Set exercise a -
Can you rewrite the part of the inauguration recording text that opens with the words containing "On January 20, 2009, the" and closes with "important cultural events.", swapping every "orations" for "speeches"?

Text to read -
= = = =

On January 20, 2009, the United States will inaugurate Barack Obama, the countrys first African-American president. In anticipation of citizens efforts to mark this historic time around the country, the AFC will be collecting audio and video recordings of sermons and orations that comment on the significance of the inauguration of 2009. It is expected that such sermons and orations will be delivered at churches, synagogues, mosques and other places of worship, as well as before humanist congregations and other secular gatherings. The AFC is seeking as wide a representation of orations as possible. This collection is one of many oral history and spoken word collections at the AFC that preserve American emotions and memories of important cultural events.
Congregations and groups interested in contributing to this once-in-a-lifetime documentary project are asked to record sermons and orations delivered during Inauguration Week 2009 and donate them to the Library of Congress. The donated recordings will be preserved at the AFC in order to enhance the nations historical record and preserve the voices of religious leaders and other orators for researchers and scholars of the future. After being processed by archivists, the collection will be made available to scholars, students and the general public.

= = = =

Excerpted records -
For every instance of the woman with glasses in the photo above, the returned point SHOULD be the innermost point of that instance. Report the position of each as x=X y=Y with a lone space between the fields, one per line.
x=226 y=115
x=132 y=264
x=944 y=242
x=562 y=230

= = = =

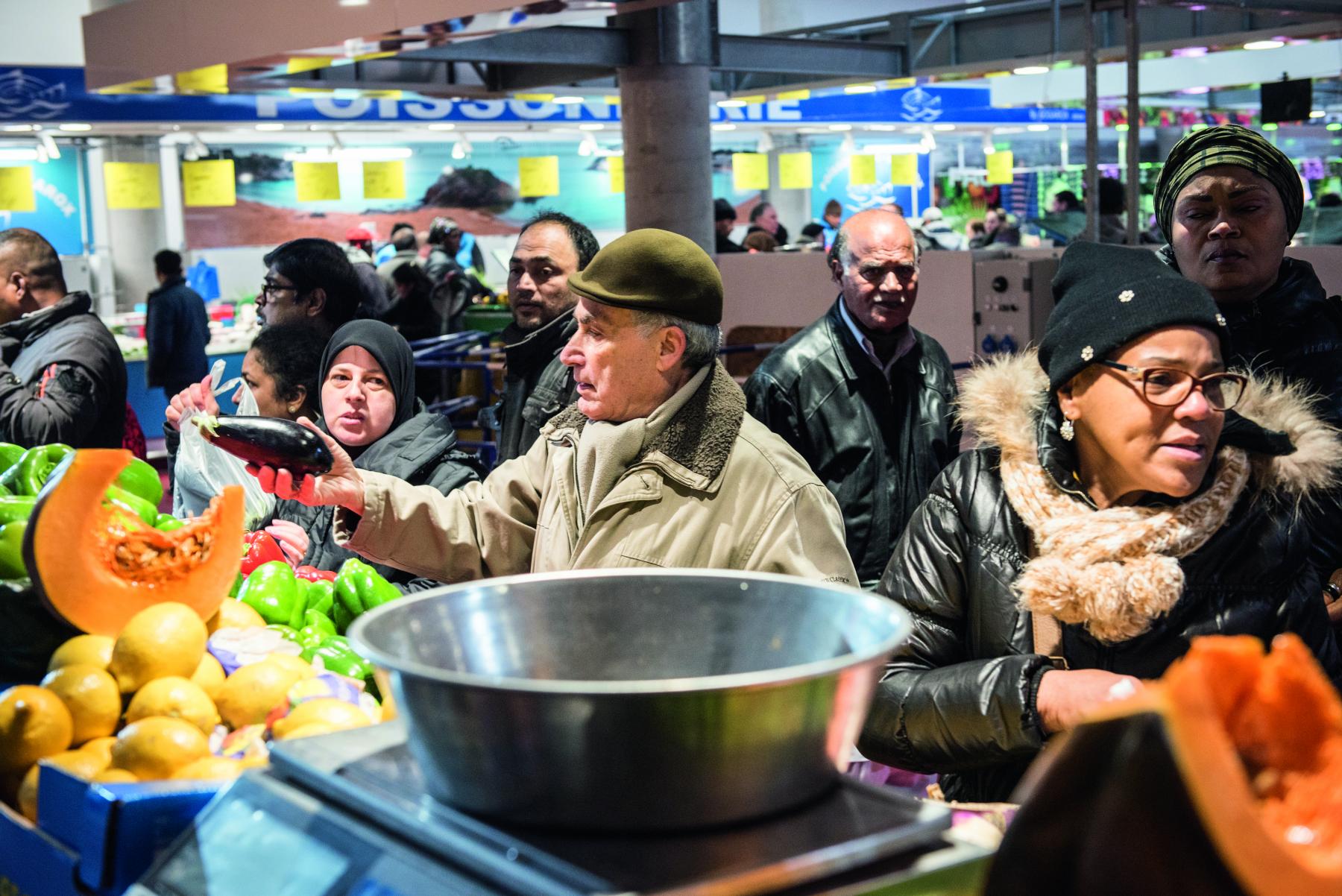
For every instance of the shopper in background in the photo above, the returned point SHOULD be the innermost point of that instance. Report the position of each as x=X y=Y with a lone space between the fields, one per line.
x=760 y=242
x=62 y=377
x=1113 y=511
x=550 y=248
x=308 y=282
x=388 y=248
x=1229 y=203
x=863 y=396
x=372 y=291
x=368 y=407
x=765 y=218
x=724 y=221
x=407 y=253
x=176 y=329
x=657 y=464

= = = =

Set exercise b -
Can you give the part of the entries that opens with the line containing "For every instance of the shopper" and closes with the line containing "x=657 y=464" as a JSON list of strings, one string per line and blank lines left out? Include only those lines.

Exercise response a -
On January 20, 2009, the United States will inaugurate Barack Obama, the countrys first African-American president. In anticipation of citizens efforts to mark this historic time around the country, the AFC will be collecting audio and video recordings of sermons and speeches that comment on the significance of the inauguration of 2009. It is expected that such sermons and speeches will be delivered at churches, synagogues, mosques and other places of worship, as well as before humanist congregations and other secular gatherings. The AFC is seeking as wide a representation of speeches as possible. This collection is one of many oral history and spoken word collections at the AFC that preserve American emotions and memories of important cultural events.

Exercise response b -
[
  "For every instance of the shopper in background in the photo above, the returned point SHOULD be the innermost point of that instance. Report the position of each as x=X y=Y with a lone space between the fields, one per line.",
  "x=760 y=242",
  "x=62 y=377",
  "x=1113 y=511",
  "x=550 y=248",
  "x=308 y=282",
  "x=388 y=248",
  "x=1229 y=203",
  "x=863 y=396",
  "x=372 y=291",
  "x=368 y=407",
  "x=765 y=218",
  "x=724 y=221",
  "x=407 y=253",
  "x=176 y=329",
  "x=657 y=464"
]